Line by line, please look for the word "edge" in the following records, then copy each line you find it in.

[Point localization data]

________________

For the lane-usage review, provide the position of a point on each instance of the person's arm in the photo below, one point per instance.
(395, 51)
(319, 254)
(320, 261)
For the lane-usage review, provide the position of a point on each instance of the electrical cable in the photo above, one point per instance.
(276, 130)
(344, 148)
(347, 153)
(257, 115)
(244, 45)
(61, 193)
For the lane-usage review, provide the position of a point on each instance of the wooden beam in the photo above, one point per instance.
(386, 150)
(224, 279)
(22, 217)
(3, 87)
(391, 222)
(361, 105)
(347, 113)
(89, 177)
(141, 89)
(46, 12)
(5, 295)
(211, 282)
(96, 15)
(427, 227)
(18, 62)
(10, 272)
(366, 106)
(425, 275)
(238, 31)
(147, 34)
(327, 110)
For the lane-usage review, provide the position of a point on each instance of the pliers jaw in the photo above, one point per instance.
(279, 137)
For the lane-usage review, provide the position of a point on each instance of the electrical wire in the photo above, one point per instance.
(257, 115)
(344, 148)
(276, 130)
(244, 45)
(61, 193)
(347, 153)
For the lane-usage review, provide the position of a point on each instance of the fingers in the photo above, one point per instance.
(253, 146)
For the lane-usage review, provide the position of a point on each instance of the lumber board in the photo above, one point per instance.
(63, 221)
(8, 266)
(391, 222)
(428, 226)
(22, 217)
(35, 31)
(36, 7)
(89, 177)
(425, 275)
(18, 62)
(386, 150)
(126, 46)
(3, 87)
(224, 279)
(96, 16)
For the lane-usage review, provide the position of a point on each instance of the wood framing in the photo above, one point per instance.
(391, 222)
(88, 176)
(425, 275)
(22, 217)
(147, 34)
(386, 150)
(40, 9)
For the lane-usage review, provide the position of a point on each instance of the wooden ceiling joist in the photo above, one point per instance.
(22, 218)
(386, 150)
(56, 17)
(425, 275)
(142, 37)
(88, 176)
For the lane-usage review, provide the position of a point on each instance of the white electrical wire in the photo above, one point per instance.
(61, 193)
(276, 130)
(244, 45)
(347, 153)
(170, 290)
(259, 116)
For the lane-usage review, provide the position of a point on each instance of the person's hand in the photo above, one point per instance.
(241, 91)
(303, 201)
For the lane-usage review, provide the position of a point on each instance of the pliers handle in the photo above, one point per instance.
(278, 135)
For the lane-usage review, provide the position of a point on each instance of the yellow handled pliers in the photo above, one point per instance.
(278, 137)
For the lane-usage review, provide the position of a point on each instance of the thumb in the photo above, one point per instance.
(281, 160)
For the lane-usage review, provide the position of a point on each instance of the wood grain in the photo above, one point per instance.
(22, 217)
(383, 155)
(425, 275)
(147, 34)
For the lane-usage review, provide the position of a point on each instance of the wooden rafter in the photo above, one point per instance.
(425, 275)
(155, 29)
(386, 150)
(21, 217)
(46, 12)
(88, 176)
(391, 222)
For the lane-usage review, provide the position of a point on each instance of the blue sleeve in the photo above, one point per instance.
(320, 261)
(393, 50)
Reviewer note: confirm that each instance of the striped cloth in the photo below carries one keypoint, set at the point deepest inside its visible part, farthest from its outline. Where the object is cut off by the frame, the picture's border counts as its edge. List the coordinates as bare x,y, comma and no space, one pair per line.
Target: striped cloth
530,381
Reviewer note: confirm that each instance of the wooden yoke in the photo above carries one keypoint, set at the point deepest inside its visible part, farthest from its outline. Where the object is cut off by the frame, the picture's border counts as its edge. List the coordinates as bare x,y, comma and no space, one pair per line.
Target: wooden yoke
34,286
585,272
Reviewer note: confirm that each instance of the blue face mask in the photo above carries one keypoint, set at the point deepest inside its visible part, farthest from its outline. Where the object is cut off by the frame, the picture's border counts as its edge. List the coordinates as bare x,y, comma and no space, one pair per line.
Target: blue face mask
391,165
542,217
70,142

________________

[WRITTEN RESPONSE]
Reviewer note: confirm that each instance of the striped cloth in the photo below carries one keypoint, set at the point deepest inside its visible part, farthest from its outline. Where the object is cut off by the frame, the picture's border counts as its edge. List the coordinates as bare x,y, comma and no space, one pair per line.
Reviewer note: confirm that each instance of the wooden yoke in the photo above carries one keypoint, set at the point deepest inside its visible part, farthest from its outline. Where the object is cut off by the frame, the picture's border counts as its edge. List the coordinates as bare x,y, comma and no space, one pair per line.
Reviewer note: confirm that each instance of the blue face mask in the photo above carries one keypoint, set at the point deepest inside its visible part, farthest from its outline. Where the object is cut off by the frame, the picture's border counts as its edge. List the coordinates as bare x,y, comma and no space, one pair per line.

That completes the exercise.